Input data:
- - -
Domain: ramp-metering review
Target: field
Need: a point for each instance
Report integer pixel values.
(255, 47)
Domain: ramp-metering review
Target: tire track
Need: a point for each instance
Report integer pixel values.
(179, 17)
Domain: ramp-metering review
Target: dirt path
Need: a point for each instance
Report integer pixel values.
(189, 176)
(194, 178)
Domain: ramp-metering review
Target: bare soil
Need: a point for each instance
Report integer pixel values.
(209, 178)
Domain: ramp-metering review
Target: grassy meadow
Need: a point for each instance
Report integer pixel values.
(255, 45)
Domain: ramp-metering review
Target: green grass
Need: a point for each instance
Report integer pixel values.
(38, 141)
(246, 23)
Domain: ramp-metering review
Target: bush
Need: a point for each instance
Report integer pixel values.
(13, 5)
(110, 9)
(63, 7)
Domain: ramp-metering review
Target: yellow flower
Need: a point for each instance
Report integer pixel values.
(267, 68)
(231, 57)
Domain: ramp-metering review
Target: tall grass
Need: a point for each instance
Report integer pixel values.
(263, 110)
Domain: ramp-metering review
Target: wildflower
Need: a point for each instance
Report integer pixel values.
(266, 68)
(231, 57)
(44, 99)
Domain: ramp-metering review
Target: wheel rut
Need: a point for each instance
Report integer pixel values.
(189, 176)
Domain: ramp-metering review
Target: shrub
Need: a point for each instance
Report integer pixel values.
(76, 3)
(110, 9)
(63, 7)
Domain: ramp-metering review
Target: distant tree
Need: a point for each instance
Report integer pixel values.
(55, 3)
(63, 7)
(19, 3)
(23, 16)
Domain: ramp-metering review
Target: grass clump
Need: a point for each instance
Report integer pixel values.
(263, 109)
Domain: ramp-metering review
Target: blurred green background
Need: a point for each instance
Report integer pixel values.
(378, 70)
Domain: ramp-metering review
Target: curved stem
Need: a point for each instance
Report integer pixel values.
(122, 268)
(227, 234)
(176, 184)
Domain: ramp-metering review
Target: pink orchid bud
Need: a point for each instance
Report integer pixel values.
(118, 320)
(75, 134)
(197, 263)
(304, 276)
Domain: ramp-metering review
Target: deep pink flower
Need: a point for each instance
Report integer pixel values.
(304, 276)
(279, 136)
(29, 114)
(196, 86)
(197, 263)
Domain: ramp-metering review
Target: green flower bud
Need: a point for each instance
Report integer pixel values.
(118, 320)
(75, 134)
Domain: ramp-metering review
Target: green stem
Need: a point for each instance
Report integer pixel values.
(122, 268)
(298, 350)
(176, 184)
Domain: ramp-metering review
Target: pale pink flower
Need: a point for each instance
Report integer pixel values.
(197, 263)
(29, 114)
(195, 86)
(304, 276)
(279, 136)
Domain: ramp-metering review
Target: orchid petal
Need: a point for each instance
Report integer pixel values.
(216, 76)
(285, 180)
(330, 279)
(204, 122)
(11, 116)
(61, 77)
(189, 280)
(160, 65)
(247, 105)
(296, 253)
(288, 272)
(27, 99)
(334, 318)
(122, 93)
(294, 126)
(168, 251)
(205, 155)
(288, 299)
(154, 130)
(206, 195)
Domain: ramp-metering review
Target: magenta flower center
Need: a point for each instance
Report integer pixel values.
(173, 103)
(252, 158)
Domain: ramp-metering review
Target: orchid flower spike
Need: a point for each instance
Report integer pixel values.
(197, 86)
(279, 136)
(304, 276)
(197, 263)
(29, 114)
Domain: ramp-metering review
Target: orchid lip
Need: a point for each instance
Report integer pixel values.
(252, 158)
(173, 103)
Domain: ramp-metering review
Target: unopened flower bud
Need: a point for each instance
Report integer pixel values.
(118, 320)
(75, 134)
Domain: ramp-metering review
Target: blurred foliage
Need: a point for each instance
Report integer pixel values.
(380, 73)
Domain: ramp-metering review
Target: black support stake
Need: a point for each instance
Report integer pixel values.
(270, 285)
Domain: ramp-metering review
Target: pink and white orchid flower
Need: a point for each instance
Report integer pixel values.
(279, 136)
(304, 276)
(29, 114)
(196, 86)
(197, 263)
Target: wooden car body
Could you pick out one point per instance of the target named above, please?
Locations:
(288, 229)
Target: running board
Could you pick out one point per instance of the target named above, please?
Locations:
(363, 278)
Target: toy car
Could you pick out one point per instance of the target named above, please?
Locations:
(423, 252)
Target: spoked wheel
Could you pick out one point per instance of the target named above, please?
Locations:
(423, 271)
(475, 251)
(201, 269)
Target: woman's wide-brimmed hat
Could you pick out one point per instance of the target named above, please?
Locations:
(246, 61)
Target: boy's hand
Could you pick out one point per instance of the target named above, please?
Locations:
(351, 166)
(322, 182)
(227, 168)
- - -
About this exercise: Output the complete set of records word for word.

Solved problem:
Domain: ramp-metering review
Target: field
Need: a point for each instance
Report integer pixel values.
(255, 47)
Domain: ramp-metering review
Target: tire track
Need: a point for each instance
Report integer pixel values.
(179, 17)
Domain: ramp-metering review
Target: dirt path
Need: a point for each instance
Report integer pixel values.
(189, 176)
(194, 178)
Domain: ramp-metering review
Target: bare soil
Need: a point for each instance
Report integer pixel values.
(209, 178)
Domain: ramp-metering review
Target: grassy meadow
Need: a point for each instance
Report integer pixel values.
(255, 45)
Domain: ramp-metering review
Target: green grass
Need: a point for each instance
Report integer pixel values.
(38, 141)
(246, 23)
Domain: ramp-metering review
Target: bush
Need: a point for each instance
Report integer pixel values.
(13, 5)
(110, 9)
(63, 7)
Domain: ramp-metering review
Target: yellow flower
Need: a point for each instance
Report integer pixel values.
(267, 68)
(231, 57)
Domain: ramp-metering review
Target: tall grass
Need: a point for each instance
Report integer pixel values.
(263, 110)
Domain: ramp-metering review
Target: wildflower
Need: a point for each instance
Report integer pixel values.
(266, 68)
(231, 57)
(44, 99)
Domain: ramp-metering review
Target: wheel rut
Need: a point for each instance
Report integer pixel values.
(189, 176)
Domain: ramp-metering review
Target: shrub
Need: a point for each instance
Report integer pixel values.
(76, 3)
(110, 9)
(63, 7)
Domain: ramp-metering review
Target: distant tree
Need: a point for each instance
Report integer pixel values.
(55, 3)
(63, 7)
(19, 3)
(23, 16)
Domain: ramp-metering review
Target: grass clump
Need: a point for each instance
Report integer pixel values.
(263, 109)
Domain: ramp-metering review
Target: blurred green background
Need: a point for each instance
Report integer pixel values.
(378, 70)
Domain: ramp-metering review
Target: curved stem
Need: a point for each instance
Report integer pixel values.
(122, 268)
(227, 234)
(176, 184)
Domain: ramp-metering review
Target: pink orchid bud
Need: a point for each instance
Report integer pixel values.
(118, 320)
(75, 134)
(197, 263)
(304, 276)
Domain: ramp-metering review
Target: deep pink flower
Need: a point for each instance
Report integer pixel values.
(304, 276)
(279, 136)
(29, 114)
(196, 86)
(197, 263)
Domain: ramp-metering review
Target: green flower bud
Need: a point for each instance
Report integer pixel values.
(118, 320)
(75, 134)
Domain: ramp-metering review
Target: green stem
Need: a point for each instance
Report integer pixel values.
(122, 268)
(298, 350)
(176, 184)
Domain: ramp-metering review
Target: pale pink flower
Need: a point for each instance
Report integer pixel values.
(197, 263)
(29, 114)
(195, 86)
(304, 276)
(279, 136)
Domain: ramp-metering review
Target: orchid petal
Need: a point for each instance
Report integer pixel values.
(216, 76)
(285, 180)
(330, 279)
(204, 122)
(11, 116)
(61, 77)
(189, 280)
(160, 65)
(247, 105)
(296, 253)
(288, 272)
(27, 99)
(334, 318)
(122, 93)
(294, 126)
(168, 251)
(205, 155)
(288, 299)
(154, 130)
(206, 195)
Domain: ramp-metering review
Target: magenta flower center
Need: a point for each instance
Report integer pixel values.
(173, 103)
(252, 158)
Domain: ramp-metering review
Target: orchid flower spike
Need: a point for each instance
Report integer pixel values.
(197, 86)
(279, 136)
(304, 276)
(197, 263)
(29, 114)
Domain: ramp-metering review
Target: orchid lip
Need: a point for each instance
Report integer pixel values.
(252, 158)
(173, 103)
Domain: ramp-metering review
Target: unopened flower bud
Need: a point for each instance
Report integer pixel values.
(118, 320)
(75, 134)
Domain: ramp-metering review
Target: blurred foliage
Need: a point for each instance
Report integer pixel values.
(380, 73)
Domain: ramp-metering review
Target: black support stake
Need: a point for each instance
Report integer pixel values.
(270, 285)
Domain: ramp-metering review
Target: pink and white orchid flower
Need: a point for each instance
Report integer pixel values.
(279, 136)
(304, 276)
(29, 114)
(196, 86)
(197, 263)
Target: wooden car body
Could you pick out one point per instance of the target named above, please?
Locations:
(288, 229)
Target: running board
Could you pick out one point per instance of the target named above, please?
Locations:
(363, 278)
Target: toy car
Could you pick out one point per instance of the target named above, please?
Locations:
(423, 252)
Target: spoked wheel
Could you pick out one point per instance of the target named above, please?
Locations:
(423, 271)
(475, 251)
(201, 269)
Target: woman's wide-brimmed hat
Could you pick out one point per instance of the target named above, please?
Locations:
(246, 61)
Target: boy's hand
Could you pick out one point per instance of the target named above, please?
Locations:
(351, 166)
(322, 182)
(227, 168)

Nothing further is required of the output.